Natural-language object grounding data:

-- -- --

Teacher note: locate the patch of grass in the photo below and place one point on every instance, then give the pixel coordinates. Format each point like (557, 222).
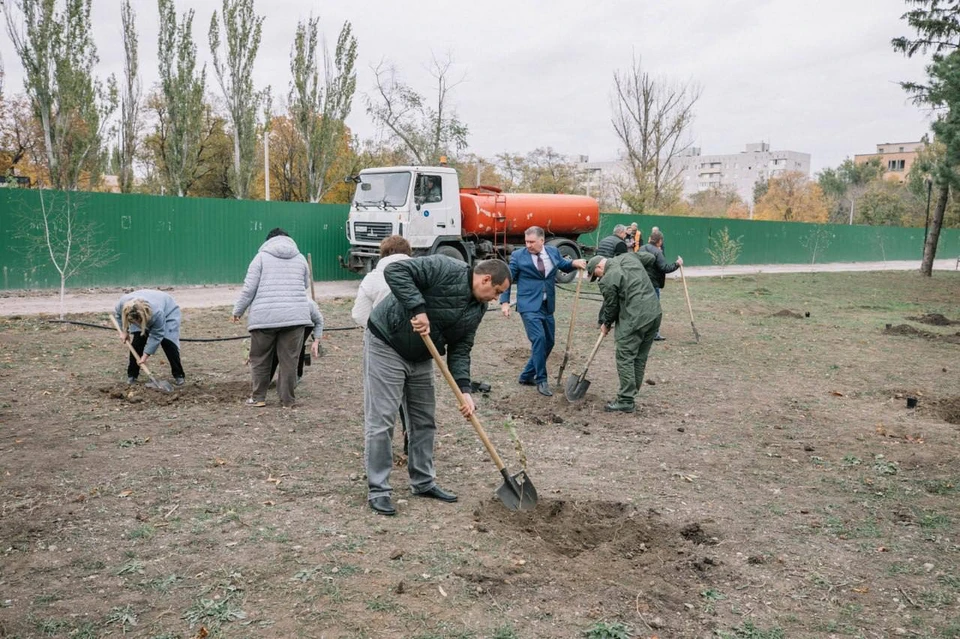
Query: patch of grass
(939, 486)
(950, 580)
(505, 631)
(49, 626)
(132, 567)
(213, 612)
(131, 443)
(162, 584)
(749, 631)
(124, 617)
(381, 605)
(930, 521)
(608, 630)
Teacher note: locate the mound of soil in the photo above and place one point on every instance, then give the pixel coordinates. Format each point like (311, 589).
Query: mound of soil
(190, 393)
(571, 528)
(934, 319)
(786, 313)
(949, 409)
(909, 331)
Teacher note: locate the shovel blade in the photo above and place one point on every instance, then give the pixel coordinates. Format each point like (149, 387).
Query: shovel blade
(576, 388)
(159, 385)
(517, 491)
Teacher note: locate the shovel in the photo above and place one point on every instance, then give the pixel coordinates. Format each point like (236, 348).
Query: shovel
(696, 333)
(573, 319)
(160, 385)
(577, 385)
(517, 491)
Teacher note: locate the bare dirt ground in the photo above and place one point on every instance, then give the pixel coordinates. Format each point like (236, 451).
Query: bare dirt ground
(92, 300)
(773, 482)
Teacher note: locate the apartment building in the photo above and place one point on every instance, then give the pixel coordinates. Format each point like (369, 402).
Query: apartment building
(740, 171)
(896, 158)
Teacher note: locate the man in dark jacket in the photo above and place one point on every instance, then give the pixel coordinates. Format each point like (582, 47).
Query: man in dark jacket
(658, 272)
(615, 244)
(629, 303)
(445, 299)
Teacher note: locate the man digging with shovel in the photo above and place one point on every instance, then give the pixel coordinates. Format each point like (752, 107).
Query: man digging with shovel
(435, 297)
(630, 302)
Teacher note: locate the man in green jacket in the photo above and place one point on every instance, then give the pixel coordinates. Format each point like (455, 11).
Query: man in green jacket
(630, 302)
(445, 299)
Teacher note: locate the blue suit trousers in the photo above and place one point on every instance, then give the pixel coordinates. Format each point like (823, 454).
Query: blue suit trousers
(540, 327)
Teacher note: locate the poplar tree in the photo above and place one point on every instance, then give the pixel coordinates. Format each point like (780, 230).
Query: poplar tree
(319, 111)
(58, 54)
(130, 101)
(234, 71)
(937, 26)
(182, 90)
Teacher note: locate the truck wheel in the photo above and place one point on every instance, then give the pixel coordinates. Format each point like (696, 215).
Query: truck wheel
(571, 252)
(450, 251)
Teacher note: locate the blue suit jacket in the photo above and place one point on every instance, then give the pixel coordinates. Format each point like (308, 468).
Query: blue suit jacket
(530, 284)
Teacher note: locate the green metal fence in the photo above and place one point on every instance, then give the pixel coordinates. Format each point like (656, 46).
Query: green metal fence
(163, 241)
(169, 240)
(782, 242)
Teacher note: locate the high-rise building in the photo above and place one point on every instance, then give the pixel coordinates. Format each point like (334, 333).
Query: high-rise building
(739, 171)
(896, 158)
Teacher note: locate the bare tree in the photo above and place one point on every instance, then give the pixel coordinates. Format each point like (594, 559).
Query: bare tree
(318, 112)
(58, 56)
(651, 117)
(234, 71)
(62, 235)
(425, 129)
(182, 92)
(130, 101)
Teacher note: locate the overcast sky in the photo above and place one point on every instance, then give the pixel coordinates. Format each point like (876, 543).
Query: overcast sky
(813, 76)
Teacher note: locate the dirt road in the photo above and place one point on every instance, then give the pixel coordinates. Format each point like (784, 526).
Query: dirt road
(92, 300)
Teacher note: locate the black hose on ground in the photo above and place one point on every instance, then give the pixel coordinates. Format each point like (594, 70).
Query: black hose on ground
(190, 339)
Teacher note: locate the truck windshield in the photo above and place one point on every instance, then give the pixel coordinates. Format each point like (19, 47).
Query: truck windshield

-- -- --

Please retype the data exactly as it appears, but without any of its pictures.

Teacher note: locate the patch of grass in the photo below and place one point on every instance, then give the pixel coordinates. Format each point like (557, 222).
Query: patch of grass
(939, 486)
(950, 580)
(505, 631)
(49, 626)
(132, 567)
(213, 612)
(131, 443)
(162, 584)
(749, 631)
(124, 617)
(381, 605)
(930, 521)
(608, 630)
Teacher note: locate the mound of soil in the photo above and place one point on every instance, then give the pixel coordinates. Format each point like (311, 589).
Query: mound of soil
(190, 393)
(571, 528)
(934, 319)
(786, 313)
(949, 409)
(909, 331)
Teacher note: locate the shovel blade in the photo above and place one point on every instance, then give the pixel coordinates. Format each point like (149, 387).
Query: shovel blade
(576, 388)
(159, 385)
(517, 491)
Teacher note: locate the shovel in the photo above and place one point on every instance, then give the pixel coordinates. Format each point like (236, 348).
Query: shovel
(696, 333)
(573, 319)
(160, 385)
(577, 385)
(517, 491)
Teacher note: locate the bare dirt ground in the photo above and place one point on every instance, then give the pixel coordinates. Format each point like (236, 451).
Query: bare dirt ground
(92, 300)
(773, 482)
Teacher note: locate the apartment building in the photo above and place one point on every instance, then give the pixel coordinates. Format each point like (369, 402).
Query: apartment building
(740, 171)
(896, 158)
Teacher note: locate the man in dark jacket in the photo above and place one point on every instance, then give the pixel coordinates. Format each point like (582, 47).
Query: man in dark jacket
(658, 272)
(615, 244)
(629, 303)
(445, 299)
Teacher note: locate the man digging with shovel in the photo above and place one point on every instance, then give the pixel coordinates. Format each point like (752, 107).
Query: man digging with shovel
(435, 297)
(630, 302)
Teacher note: locate the man in green jacket in the photo above and place one point on every instance, then give the pixel coordinates. Format each point like (455, 11).
Query: man in green jacket
(630, 302)
(445, 299)
Teacher note: locate the blue suit trousers in the photo above and place one point on every instance, then give the pixel coordinates. Format each point like (823, 454).
Query: blue suit trousers
(540, 327)
Teacher note: locate the poplar tree in the photo above and place one point on every instance, then give the pixel coordinates. Format each point like (780, 230).
Query: poplar tree
(319, 111)
(58, 54)
(130, 101)
(234, 71)
(937, 26)
(182, 90)
Teacher note: locate the truck wheel in the photo above and place one point on every instance, then give the pixel coordinates. Format each point like (696, 215).
Query: truck wheel
(571, 252)
(450, 251)
Teacher note: locate the blue suit jacket in the photo above and place one point on every instance, then give the pixel coordinates. Format each point like (308, 468).
Query: blue suit jacket
(530, 284)
Teacher note: locate the green metal fence in the photo above and place one point on every instance, then give the pixel coordinates. Format each point like (656, 46).
Query: green metal fence
(163, 241)
(169, 240)
(782, 242)
Teacher note: locate the high-rise building in the photo above and place one point on every instance, then give the pixel coordinates. Format each point like (334, 333).
Query: high-rise building
(739, 171)
(896, 158)
Teacher note: locate the bare tree in the photo above and place one point on every instance, then give the pixel coordinates. Format each point like (594, 559).
Query: bare tree
(318, 112)
(58, 56)
(651, 117)
(234, 71)
(62, 235)
(425, 129)
(182, 92)
(130, 101)
Teacher note: locate the overcast sky in the photo above and place one point on every instance, then give the pixel coordinates. Format each point like (876, 543).
Query: overcast sky
(813, 76)
Teacher note: locate the dirt road in the photo above and place one point on every instance, then give the pixel coordinates. Format each point like (784, 526).
Query: dirt road
(92, 300)
Teacher note: locate the black hose on ground in the photo above and place one point on every instance, then give the pixel coordinates. Format each point like (594, 70).
Query: black hose on ground
(190, 339)
Teacher note: locate the truck windshield in the photo above and place one point on every instance, then give the pixel coordinates. Format each point like (19, 47).
Query: truck windshield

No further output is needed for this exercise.